● **AUFGABE A**
Schreiben Sie aus dem folgenden Text über Anna von Kleve den Abschnitt ab, der mit "So kompliziert würde" beginnt und sich bis einschließlich "Gründen die Rede." erstreckt.

Es heißt ja immer das Aussehen der Anna von Kleve sei der Grund gewesen, stimmt das so?
Auf Bilder sieht sie ja nicht abstoßend aus (wenn der Künstler nicht sehr nachsichtig gewesen sein sollte, aber Henry hatte ja selbst die Brautporträtierung in Arbeit gegeben), gab es vieleicht einen anderen, politischen Grund wieso Henry sich umentschieden hat?
 
Nicht allein das Aussehen, auch ihre Erziehung war ganz anders als in England üblich. Anna von Kleve Unter dem Link ist eine ganz interessante Darstellung.

Gruß
Kassia
 
Auf Bilder sieht sie ja nicht abstoßend aus (wenn der Künstler nicht sehr nachsichtig gewesen sein sollte, aber Henry hatte ja selbst die Brautporträtierung in Arbeit gegeben), gab es vieleicht einen anderen, politischen Grund wieso Henry sich umentschieden hat?

So kompliziert würde ich das gar nicht sehen.

Ich habe bereits mehrere Bücher zu Heinrich und seinen Frauen gelesen, und nirgends ist von politischen Gründen die Rede.

Das Bild hat ihr sehr geschmeichelt, was auch schriftliche Quellen belegen (die hab ich jetzt aber nicht zur Hand). Sie machte wohl einen eher schwerfälligen und trüben Eindruck. Dazu trug sie nicht die französische Mode, die damals am englischen Hof "in" war, sondern eine schwere Wollstofftracht, die in den deutschen Landen üblich war.

Und vielleicht war sie ihm auch einfach nur unglaublich unsympathisch, und es hatte gar nichts mit alledem zu tun, das hier aufgelistet wurde (ich meine, das kennt man ja, man begegnet jemanden und findet diese Person einfach... :still:).

Heinrich hat vorher schon bewiesen, dass er bezüglich seiner Frau(en) keine Kompromisse eingehen wird. Also konnte er wohl ohne größere Probleme seinen Willen durchsetzen. Warum sollte er mit einer Frau verheiratet bleiben, die er augenscheinlich nicht mochte?
 
Heinrich hat vorher schon bewiesen, dass er bezüglich seiner Frau(en) keine Kompromisse eingehen wird. Also konnte er wohl ohne größere Probleme seinen Willen durchsetzen. Warum sollte er mit einer Frau verheiratet bleiben, die er augenscheinlich nicht mochte?

● **Zeilen aus einem Datensatz**

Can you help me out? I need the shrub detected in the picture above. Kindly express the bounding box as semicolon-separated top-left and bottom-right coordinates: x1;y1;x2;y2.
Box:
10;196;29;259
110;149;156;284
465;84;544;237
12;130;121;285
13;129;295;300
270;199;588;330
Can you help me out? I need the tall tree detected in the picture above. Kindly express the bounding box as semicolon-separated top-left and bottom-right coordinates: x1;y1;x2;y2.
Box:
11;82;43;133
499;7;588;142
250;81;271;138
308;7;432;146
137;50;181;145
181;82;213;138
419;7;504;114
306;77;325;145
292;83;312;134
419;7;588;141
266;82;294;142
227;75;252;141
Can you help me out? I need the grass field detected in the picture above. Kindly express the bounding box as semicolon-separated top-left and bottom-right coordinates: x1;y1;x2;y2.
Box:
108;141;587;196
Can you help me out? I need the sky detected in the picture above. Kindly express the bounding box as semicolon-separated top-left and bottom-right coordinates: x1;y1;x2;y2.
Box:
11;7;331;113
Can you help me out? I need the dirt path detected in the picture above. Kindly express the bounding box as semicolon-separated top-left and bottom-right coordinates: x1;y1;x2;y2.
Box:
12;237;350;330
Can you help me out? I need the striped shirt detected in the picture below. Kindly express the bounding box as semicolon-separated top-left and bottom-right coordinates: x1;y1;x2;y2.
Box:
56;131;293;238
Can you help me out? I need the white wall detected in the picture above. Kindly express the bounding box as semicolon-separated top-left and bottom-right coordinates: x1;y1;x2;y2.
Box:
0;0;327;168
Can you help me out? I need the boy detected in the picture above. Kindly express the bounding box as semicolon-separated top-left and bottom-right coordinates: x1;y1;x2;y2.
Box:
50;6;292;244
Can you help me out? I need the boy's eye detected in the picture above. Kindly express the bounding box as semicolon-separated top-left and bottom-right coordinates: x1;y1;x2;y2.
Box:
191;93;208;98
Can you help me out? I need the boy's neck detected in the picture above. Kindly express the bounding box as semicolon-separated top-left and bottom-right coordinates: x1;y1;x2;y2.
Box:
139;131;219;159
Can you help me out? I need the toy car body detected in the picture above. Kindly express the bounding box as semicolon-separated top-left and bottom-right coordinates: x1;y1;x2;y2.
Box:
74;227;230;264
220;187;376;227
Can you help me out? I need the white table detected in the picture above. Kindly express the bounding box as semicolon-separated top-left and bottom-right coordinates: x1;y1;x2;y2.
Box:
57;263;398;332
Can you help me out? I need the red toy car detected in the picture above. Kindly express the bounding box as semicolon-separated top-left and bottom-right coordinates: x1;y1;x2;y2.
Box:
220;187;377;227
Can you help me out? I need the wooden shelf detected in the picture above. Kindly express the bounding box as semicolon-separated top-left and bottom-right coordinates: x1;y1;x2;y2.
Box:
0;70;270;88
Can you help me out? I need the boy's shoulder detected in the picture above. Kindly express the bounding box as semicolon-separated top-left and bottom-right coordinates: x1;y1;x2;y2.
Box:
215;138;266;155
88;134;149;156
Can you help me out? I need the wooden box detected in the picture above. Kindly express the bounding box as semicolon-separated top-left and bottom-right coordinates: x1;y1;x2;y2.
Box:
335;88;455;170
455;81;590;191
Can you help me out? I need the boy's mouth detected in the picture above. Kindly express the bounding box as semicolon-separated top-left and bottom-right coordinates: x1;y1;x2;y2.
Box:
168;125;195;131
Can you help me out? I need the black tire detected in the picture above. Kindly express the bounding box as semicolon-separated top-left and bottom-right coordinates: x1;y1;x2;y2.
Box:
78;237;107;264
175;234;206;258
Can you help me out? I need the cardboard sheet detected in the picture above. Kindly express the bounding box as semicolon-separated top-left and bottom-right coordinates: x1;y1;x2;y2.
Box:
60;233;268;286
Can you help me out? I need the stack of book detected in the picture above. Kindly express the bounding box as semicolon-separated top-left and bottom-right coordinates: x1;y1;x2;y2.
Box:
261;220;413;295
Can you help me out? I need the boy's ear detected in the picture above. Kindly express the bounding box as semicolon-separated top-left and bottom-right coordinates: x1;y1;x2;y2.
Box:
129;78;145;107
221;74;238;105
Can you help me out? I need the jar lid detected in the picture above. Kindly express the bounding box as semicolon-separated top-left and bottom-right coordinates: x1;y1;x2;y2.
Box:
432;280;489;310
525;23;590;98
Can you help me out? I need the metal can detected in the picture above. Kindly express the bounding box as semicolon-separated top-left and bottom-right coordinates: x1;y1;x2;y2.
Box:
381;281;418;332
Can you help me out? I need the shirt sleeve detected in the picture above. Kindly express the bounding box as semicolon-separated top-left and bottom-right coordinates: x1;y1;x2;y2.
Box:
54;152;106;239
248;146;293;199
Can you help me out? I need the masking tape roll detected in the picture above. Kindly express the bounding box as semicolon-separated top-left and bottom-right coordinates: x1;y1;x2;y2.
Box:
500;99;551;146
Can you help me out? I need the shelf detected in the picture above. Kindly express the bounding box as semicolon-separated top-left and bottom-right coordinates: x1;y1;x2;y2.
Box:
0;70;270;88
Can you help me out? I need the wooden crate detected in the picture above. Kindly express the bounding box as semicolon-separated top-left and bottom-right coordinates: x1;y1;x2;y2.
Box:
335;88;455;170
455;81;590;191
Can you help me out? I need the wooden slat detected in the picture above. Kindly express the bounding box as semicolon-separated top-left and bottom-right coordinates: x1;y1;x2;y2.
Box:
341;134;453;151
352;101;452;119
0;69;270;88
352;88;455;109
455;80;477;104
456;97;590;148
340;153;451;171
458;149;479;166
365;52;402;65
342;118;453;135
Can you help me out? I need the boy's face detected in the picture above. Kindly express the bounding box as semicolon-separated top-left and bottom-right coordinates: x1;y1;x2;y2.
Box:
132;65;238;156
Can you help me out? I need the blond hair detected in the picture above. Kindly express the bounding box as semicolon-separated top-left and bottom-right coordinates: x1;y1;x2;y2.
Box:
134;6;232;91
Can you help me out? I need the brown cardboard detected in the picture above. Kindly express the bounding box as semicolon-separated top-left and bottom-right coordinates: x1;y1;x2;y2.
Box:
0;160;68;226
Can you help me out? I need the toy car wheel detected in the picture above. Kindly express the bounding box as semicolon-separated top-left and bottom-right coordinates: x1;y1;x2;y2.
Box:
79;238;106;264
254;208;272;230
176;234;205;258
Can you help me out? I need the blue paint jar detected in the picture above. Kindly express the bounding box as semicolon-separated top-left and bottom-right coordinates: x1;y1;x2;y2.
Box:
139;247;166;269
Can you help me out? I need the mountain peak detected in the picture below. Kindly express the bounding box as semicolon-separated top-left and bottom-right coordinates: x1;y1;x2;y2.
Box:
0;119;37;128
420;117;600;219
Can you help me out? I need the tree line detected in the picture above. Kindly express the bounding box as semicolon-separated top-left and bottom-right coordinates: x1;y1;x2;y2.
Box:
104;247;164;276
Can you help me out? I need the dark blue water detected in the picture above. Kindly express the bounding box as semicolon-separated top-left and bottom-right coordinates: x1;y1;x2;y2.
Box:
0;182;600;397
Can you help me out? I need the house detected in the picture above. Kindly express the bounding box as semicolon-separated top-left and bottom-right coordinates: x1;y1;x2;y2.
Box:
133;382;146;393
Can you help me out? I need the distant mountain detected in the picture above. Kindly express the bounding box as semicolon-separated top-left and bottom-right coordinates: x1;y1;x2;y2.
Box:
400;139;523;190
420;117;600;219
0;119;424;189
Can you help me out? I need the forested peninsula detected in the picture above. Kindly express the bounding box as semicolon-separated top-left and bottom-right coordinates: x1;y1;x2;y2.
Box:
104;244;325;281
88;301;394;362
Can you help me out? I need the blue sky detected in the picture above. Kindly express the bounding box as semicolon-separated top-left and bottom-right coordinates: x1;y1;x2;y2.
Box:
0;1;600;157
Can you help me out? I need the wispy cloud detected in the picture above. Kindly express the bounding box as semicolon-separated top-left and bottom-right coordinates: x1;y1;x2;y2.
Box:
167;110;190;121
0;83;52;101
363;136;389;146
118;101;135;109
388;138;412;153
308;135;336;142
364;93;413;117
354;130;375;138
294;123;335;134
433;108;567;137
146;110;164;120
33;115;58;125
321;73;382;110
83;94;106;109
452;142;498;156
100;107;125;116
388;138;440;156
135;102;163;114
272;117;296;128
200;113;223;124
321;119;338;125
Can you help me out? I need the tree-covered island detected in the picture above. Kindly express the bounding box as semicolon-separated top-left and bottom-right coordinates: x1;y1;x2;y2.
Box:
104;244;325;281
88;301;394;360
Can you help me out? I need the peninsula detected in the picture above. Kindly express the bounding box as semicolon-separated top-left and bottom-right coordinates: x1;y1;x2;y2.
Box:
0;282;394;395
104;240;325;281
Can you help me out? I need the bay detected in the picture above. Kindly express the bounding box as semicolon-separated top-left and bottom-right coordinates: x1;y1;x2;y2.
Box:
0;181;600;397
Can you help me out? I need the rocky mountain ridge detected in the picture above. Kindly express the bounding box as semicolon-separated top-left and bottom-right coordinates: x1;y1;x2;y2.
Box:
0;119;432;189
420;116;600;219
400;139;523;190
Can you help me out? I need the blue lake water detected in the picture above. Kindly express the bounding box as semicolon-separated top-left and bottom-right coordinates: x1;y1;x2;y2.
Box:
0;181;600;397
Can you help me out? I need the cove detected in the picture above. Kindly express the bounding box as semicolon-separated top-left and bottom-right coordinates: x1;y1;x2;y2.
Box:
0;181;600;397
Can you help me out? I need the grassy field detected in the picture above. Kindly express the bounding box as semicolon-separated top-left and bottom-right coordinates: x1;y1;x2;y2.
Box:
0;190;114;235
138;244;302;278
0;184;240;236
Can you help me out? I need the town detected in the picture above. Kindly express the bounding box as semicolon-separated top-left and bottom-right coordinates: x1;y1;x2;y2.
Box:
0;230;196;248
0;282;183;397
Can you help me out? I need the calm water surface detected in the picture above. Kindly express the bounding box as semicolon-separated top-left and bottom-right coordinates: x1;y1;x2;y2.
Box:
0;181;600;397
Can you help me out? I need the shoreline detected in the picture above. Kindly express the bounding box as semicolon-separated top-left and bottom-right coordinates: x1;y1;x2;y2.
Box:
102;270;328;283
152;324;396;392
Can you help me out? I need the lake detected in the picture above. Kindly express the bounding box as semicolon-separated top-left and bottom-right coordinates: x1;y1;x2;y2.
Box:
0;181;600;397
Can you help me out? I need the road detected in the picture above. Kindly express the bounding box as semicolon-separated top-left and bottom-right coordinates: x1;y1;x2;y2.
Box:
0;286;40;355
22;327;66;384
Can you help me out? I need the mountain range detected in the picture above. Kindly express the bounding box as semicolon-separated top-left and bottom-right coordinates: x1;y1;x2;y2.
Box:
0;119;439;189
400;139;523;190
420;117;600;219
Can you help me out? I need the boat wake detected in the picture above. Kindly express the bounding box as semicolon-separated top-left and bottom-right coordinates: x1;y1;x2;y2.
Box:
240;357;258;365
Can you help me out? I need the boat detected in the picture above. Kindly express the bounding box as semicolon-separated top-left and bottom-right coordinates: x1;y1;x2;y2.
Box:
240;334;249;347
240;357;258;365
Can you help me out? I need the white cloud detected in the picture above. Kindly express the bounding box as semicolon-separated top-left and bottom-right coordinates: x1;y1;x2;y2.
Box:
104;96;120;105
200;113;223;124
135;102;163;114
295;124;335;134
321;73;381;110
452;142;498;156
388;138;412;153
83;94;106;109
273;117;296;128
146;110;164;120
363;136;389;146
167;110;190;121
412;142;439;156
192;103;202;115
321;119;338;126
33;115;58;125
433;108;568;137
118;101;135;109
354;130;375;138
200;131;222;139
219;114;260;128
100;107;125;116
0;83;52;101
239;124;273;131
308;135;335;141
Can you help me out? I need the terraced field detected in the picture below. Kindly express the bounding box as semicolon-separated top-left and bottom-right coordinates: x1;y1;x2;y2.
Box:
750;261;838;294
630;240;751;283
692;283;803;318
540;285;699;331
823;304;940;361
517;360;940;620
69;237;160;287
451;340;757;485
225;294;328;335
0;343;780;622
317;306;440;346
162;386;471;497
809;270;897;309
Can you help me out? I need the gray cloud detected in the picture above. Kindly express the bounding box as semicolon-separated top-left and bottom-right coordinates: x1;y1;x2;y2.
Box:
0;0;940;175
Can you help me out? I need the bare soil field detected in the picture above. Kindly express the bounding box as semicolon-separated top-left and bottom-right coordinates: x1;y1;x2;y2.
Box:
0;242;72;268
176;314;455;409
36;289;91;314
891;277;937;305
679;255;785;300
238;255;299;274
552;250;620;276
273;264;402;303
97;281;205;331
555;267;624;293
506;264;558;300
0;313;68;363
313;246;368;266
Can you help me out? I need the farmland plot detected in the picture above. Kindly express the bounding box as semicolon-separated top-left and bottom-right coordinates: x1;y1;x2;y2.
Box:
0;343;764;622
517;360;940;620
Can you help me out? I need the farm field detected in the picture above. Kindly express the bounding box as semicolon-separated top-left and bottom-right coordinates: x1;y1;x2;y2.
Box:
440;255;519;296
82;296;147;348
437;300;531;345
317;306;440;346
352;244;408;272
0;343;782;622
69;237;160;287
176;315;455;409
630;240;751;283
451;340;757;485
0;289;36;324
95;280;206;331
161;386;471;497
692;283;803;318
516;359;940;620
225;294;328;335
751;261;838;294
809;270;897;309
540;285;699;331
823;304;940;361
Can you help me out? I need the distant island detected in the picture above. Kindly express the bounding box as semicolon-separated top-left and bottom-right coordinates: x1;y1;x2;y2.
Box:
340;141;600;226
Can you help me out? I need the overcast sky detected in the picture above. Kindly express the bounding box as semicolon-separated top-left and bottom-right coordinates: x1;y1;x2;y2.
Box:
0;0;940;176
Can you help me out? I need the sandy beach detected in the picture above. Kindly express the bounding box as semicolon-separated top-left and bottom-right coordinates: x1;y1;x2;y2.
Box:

● **AUFGABE B**
Extrahieren Sie aus den obigen Zeilen jede Zeile, in der das Wort "tree" vorkommt. Die Groß- und Kleinschreibung muss dabei übereinstimmen.

● **ANTWORT A**
So kompliziert würde ich das gar nicht sehen.

Ich habe bereits mehrere Bücher zu Heinrich und seinen Frauen gelesen, und nirgends ist von politischen Gründen die Rede.

● **ANTWORT B**
Can you help me out? I need the tall tree detected in the picture above. Kindly express the bounding box as semicolon-separated top-left and bottom-right coordinates: x1;y1;x2;y2.
Can you help me out? I need the tree line detected in the picture above. Kindly express the bounding box as semicolon-separated top-left and bottom-right coordinates: x1;y1;x2;y2.
Can you help me out? I need the tree-covered island detected in the picture above. Kindly express the bounding box as semicolon-separated top-left and bottom-right coordinates: x1;y1;x2;y2.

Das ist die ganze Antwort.